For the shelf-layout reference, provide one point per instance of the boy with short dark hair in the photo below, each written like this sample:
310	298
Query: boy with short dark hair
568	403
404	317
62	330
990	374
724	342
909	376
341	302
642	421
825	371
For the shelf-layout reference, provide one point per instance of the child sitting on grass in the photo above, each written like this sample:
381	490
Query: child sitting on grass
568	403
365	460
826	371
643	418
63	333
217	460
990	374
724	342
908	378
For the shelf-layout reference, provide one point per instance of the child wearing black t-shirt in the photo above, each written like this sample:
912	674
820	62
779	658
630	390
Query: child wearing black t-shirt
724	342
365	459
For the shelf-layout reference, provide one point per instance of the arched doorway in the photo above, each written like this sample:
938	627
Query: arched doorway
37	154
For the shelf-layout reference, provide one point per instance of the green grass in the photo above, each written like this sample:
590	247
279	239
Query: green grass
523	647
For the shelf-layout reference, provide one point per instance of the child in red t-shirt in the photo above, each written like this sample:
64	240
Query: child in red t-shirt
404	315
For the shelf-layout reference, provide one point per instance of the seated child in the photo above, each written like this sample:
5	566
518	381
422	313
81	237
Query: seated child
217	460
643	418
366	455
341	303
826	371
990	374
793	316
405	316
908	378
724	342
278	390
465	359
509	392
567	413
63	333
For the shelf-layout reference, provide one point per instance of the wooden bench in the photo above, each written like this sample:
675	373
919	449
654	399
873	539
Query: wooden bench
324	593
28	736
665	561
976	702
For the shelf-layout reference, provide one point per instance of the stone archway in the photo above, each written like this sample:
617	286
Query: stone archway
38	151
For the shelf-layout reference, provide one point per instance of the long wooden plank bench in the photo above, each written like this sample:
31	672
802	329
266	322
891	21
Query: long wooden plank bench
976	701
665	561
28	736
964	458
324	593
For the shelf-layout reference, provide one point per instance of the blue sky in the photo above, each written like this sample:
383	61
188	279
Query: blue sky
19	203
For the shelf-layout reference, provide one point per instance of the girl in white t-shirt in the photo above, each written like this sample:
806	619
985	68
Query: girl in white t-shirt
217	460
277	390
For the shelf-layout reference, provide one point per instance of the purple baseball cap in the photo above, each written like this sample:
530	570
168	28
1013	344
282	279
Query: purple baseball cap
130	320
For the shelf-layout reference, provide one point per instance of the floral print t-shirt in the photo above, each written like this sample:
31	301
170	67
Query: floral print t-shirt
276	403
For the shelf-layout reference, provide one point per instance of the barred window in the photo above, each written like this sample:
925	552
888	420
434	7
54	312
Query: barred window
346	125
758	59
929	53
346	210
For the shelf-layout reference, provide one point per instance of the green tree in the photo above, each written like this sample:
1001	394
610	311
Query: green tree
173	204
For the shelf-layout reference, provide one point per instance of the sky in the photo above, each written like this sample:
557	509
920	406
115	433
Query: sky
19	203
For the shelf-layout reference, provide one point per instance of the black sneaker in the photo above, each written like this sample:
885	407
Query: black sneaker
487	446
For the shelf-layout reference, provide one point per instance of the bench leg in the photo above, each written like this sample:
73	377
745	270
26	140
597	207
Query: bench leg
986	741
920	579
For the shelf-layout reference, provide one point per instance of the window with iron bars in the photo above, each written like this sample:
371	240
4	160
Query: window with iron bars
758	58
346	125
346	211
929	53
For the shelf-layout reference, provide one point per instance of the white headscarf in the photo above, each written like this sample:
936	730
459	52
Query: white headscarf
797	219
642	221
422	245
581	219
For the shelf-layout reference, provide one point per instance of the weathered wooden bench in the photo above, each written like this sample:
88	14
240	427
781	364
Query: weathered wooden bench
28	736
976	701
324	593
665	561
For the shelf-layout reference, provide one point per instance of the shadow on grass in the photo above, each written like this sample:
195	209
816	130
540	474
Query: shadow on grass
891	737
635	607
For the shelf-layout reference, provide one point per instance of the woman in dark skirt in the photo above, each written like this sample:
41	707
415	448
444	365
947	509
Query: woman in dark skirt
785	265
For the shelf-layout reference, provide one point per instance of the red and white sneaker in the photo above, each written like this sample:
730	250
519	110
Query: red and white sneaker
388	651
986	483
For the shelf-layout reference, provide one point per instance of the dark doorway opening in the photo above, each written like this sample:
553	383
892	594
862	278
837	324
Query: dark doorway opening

▬▬▬▬▬▬▬▬▬▬

◆ **Exercise**
Reproduce all of the items above line for line, without changing a single character.

◆ **Answer to the task**
For the shelf-layout reference, provide one point per instance of the boy with short dark hair in the photo below, each written like this sample:
310	298
Query: boy with short dark hair
568	403
404	317
62	330
990	374
724	342
909	376
341	302
642	421
825	371
For the shelf-layout reference, provide one point per instance of the child sitting on grass in the photo above, each written like this sample:
381	490
Query: child sitting on grass
568	403
365	460
826	371
643	418
63	333
217	460
990	374
724	342
908	378
For the shelf-layout reference, provide one point per instance of the child wearing black t-shirt in the photo above, each written like this sample:
912	674
820	62
779	658
630	390
Query: child wearing black t-shirt
724	342
365	459
For the shelf-layout reference, provide one point per instance of the arched doorway in the photo above, each written like this sample:
938	627
Query: arched doorway
37	154
For the shelf-layout reference, provide one point per instance of the green grass in the photo above, each written like this sample:
590	247
279	239
Query: green grass
523	647
For the shelf-layout reference, provide one point per instance of the child in red t-shirt in the photo above, each written like this sample:
64	240
Query: child in red t-shirt
404	315
For the shelf-layout reference, provide one point per instance of the seated child in the photo above, each written like this sample:
5	566
518	381
422	313
81	237
Query: seated child
217	460
643	418
366	455
341	303
826	371
990	374
793	316
405	316
908	378
724	342
278	390
465	359
509	392
567	413
63	333
For the shelf-layout reference, provide one point per instance of the wooden bench in the photo above, each written like this sample:
675	373
919	449
654	399
873	539
Query: wooden bench
324	593
28	736
665	561
976	702
For the shelf-layout reference, provide one point per instance of the stone archway in the photo above, each written like this sample:
617	286
Query: stone archway
38	151
For the shelf-layout reference, provide one point per instance of the long wooden plank bench in the photo above, each written like this sample:
31	672
802	329
266	322
891	21
Query: long wooden plank bench
976	701
665	561
28	736
964	458
324	593
For the shelf-layout reference, provide one point per instance of the blue sky in the photo above, each written like this sample:
383	61
188	279
Query: blue sky
19	203
For the shelf-layout reference, provide one point per instance of the girl in white t-shirt in the photo above, each written like this sample:
806	619
985	68
Query: girl in white t-shirt
217	460
277	390
For the shelf-layout reference, provide one point per instance of the purple baseball cap in the photo above, each written like this sample:
530	570
168	28
1013	344
282	279
Query: purple baseball cap
130	320
For the shelf-layout reference, provide one point per instance of the floral print t-shirt in the photo above, each written like this sample:
31	301
170	67
Query: floral print t-shirt
276	403
For the shelf-layout reference, provide one point per instance of the barred window in the photo above, each written like this sample:
925	552
888	420
434	7
54	312
Query: barred window
346	125
758	59
929	53
346	210
For the shelf-layout reference, provide one point per instance of the green tree in the photo above, each written like this sample:
1001	394
610	311
Query: green tree
173	204
For the shelf-layout reference, provide one point per instance of the sky in the photo above, each written like this sample:
557	509
920	406
115	433
Query: sky
19	203
For the shelf-layout reference, provide one point per instance of the black sneaker in the photo above, each written like this sample:
885	407
Query: black sneaker
487	446
For the shelf-layout reference, provide one point per instance of the bench leg in the photo above, each written like this sample:
73	377
745	270
26	140
597	207
Query: bench leg
986	741
920	579
For the shelf-layout reference, provide one point per instance of the window with iron bars in the photo above, each written like this sample:
371	240
4	160
Query: window with iron bars
758	58
346	125
346	211
929	53
For the shelf-layout reference, provide one point per instance of the white headscarf in the photo above, each written like this sample:
936	730
459	52
Query: white headscarf
797	219
642	221
422	245
581	219
For the shelf-layout reference, provide one point per instance of the weathered wooden bench in the photo above, each written like this sample:
88	14
240	427
781	364
Query: weathered wooden bench
28	736
976	701
324	593
665	561
For the shelf-layout reference, provide one point per instance of the shadow on grass in the photo above, each written like this sample:
195	209
816	130
540	474
Query: shadow on grass
891	737
635	607
For the shelf-layout reference, provide one point per instance of the woman in dark skirt in the photo above, each written like this sample:
41	707
415	448
444	365
947	509
Query: woman in dark skirt
785	265
For the shelf-layout reference, provide one point per instance of the red and white sneaker in the photo above, each written like this sample:
730	250
519	110
Query: red and white sneaker
388	651
986	483
For the shelf-layout reference, provide one point per instance of the dark doorway opening in the photo above, each written like this sample:
553	383
892	594
862	278
837	324
Query: dark doorway opening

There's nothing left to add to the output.